[Excerpts from a dataset]
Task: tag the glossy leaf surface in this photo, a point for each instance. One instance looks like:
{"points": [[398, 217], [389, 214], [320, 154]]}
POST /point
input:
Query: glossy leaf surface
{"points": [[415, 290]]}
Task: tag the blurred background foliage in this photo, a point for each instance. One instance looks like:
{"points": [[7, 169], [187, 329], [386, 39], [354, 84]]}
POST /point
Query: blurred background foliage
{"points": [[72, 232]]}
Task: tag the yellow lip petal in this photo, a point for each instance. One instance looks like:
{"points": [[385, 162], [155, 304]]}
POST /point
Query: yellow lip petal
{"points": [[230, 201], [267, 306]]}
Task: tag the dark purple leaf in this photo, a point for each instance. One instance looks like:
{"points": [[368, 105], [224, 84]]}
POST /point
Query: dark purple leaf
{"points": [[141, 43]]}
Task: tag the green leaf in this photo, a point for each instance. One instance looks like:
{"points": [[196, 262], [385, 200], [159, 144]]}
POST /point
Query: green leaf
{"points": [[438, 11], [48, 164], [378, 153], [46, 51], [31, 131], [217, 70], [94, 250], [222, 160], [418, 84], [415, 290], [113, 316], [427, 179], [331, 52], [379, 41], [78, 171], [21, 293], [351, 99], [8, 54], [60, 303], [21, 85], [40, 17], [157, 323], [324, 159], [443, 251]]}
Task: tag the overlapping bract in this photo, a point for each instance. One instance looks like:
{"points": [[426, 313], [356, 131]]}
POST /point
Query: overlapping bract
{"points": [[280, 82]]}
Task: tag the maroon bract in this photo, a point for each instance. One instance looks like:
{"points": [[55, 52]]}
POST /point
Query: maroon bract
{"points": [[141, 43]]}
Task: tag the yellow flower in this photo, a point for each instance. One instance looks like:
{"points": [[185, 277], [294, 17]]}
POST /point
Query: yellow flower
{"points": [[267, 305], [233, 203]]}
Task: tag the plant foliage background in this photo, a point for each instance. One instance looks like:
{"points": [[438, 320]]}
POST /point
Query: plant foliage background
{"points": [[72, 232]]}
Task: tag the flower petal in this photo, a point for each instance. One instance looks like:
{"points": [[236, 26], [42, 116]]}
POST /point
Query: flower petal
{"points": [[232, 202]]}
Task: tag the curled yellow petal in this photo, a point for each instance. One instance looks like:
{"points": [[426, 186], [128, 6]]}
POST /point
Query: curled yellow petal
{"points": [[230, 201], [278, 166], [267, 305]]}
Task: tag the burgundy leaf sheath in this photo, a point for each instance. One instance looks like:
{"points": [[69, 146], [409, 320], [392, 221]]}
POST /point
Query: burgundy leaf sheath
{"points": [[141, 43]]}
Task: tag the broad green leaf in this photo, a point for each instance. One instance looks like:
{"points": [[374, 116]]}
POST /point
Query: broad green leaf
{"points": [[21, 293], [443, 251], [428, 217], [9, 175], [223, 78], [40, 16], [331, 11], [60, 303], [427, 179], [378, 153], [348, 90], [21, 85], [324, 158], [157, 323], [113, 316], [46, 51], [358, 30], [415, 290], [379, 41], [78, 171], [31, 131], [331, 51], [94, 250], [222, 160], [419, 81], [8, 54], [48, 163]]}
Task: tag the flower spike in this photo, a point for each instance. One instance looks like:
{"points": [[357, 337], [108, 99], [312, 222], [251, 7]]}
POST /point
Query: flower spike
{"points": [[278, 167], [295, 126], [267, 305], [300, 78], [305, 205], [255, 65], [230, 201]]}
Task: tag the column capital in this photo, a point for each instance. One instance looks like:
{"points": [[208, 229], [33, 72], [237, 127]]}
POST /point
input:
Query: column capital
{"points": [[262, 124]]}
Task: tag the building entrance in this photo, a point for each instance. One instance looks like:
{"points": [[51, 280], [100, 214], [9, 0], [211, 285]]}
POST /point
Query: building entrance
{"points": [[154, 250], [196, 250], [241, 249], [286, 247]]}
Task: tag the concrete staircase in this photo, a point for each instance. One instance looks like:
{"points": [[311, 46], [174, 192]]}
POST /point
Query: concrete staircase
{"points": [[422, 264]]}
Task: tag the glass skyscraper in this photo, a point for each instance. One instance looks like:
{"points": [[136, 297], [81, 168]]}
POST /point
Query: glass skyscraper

**The problem:** Print all of the entries exactly as they appear.

**Exercise answer:**
Task: tag the glossy leaf surface in this photo, a point for each instance. One instance looks like:
{"points": [[398, 217], [389, 214], [320, 154]]}
POST /point
input:
Query: glossy leaf surface
{"points": [[415, 290]]}
Task: tag the blurred background foliage in this photo, a point for each instance. One instance looks like:
{"points": [[7, 169], [187, 329], [386, 39], [354, 84]]}
POST /point
Query: blurred background foliage
{"points": [[72, 232]]}
Task: tag the yellow lip petal in this photo, a point for each instance. One instance looks like:
{"points": [[385, 162], [155, 304]]}
POST /point
Query: yellow lip petal
{"points": [[230, 201], [267, 306]]}
Task: tag the dark purple leaf in this photo, a point for each instance. One instance looks like:
{"points": [[368, 105], [224, 84]]}
POST /point
Query: dark purple leaf
{"points": [[141, 43]]}
Task: tag the green leaf in this photo, a point for each instance. One instance looks like:
{"points": [[196, 262], [385, 200], [159, 144]]}
POST /point
Query: green leaf
{"points": [[438, 11], [48, 164], [378, 153], [46, 51], [31, 131], [217, 70], [94, 250], [222, 160], [418, 84], [415, 290], [113, 316], [427, 179], [331, 52], [379, 41], [78, 171], [21, 293], [351, 99], [8, 54], [60, 303], [21, 85], [40, 17], [157, 323], [324, 159], [443, 251]]}
Task: tag the overlapping bract in this photo, a point for each instance. One instance looks like:
{"points": [[426, 313], [356, 131]]}
POST /point
Query: overlapping bract
{"points": [[280, 82]]}
Task: tag the maroon bract in this photo, a point for each instance. One instance looks like:
{"points": [[55, 52]]}
POST /point
Query: maroon bract
{"points": [[141, 43]]}
Task: tag the yellow flower in this photo, a point for each instance. One instance looks like:
{"points": [[185, 277], [294, 17]]}
POST /point
Query: yellow flower
{"points": [[267, 305], [233, 203]]}
Task: tag the plant foliage background in this photo, a point for each instance. One instance looks like:
{"points": [[438, 320]]}
POST /point
Query: plant foliage background
{"points": [[72, 232]]}
Task: tag the flower petal in this photo, a point for each instance. One instance looks like:
{"points": [[236, 26], [42, 116]]}
POST /point
Query: flower petal
{"points": [[232, 202]]}
Task: tag the curled yellow petal in this photo, a point for each instance. One instance looks like:
{"points": [[426, 186], [128, 6]]}
POST /point
Query: curled yellow petal
{"points": [[230, 201], [278, 166], [267, 305]]}
Task: tag the burgundy leaf sheath in this photo, a point for each instance. One instance looks like:
{"points": [[69, 146], [409, 320], [392, 221]]}
POST /point
Query: burgundy leaf sheath
{"points": [[141, 43]]}
Task: tag the broad green leaf in this photo, a point for each instance. One instance looks like:
{"points": [[374, 116]]}
POST /point
Query: broad green leaf
{"points": [[21, 293], [443, 251], [428, 217], [9, 175], [223, 78], [40, 16], [331, 11], [60, 303], [427, 179], [378, 153], [348, 90], [21, 85], [324, 158], [157, 323], [113, 316], [46, 51], [358, 30], [415, 290], [379, 41], [78, 171], [31, 131], [331, 51], [94, 250], [222, 160], [419, 81], [8, 54], [48, 163]]}
Task: tag the flower spike in this photo, a point for each instance. One instance looks like:
{"points": [[357, 337], [108, 99], [312, 222], [251, 7]]}
POST /point
Query: flower spike
{"points": [[278, 167], [295, 126], [267, 305], [300, 78], [305, 205], [255, 65], [230, 201]]}
Task: tag the column capital in this photo, a point for each instance. One instance looks like:
{"points": [[208, 229], [33, 72], [237, 127]]}
POST /point
input:
Query: column capital
{"points": [[262, 124]]}
Task: tag the building entrance in this photo, a point for each instance. One instance looks like:
{"points": [[51, 280], [100, 214], [9, 0], [211, 285]]}
POST /point
Query: building entrance
{"points": [[154, 250], [196, 250], [241, 249], [286, 247]]}
Task: tag the concrete staircase in this photo, a point for each instance. One instance looks like:
{"points": [[311, 46], [174, 192]]}
POST /point
Query: concrete staircase
{"points": [[422, 264]]}
Task: tag the glass skyscraper in this photo, a point for each instance. One instance looks like:
{"points": [[136, 297], [81, 168]]}
POST /point
Query: glass skyscraper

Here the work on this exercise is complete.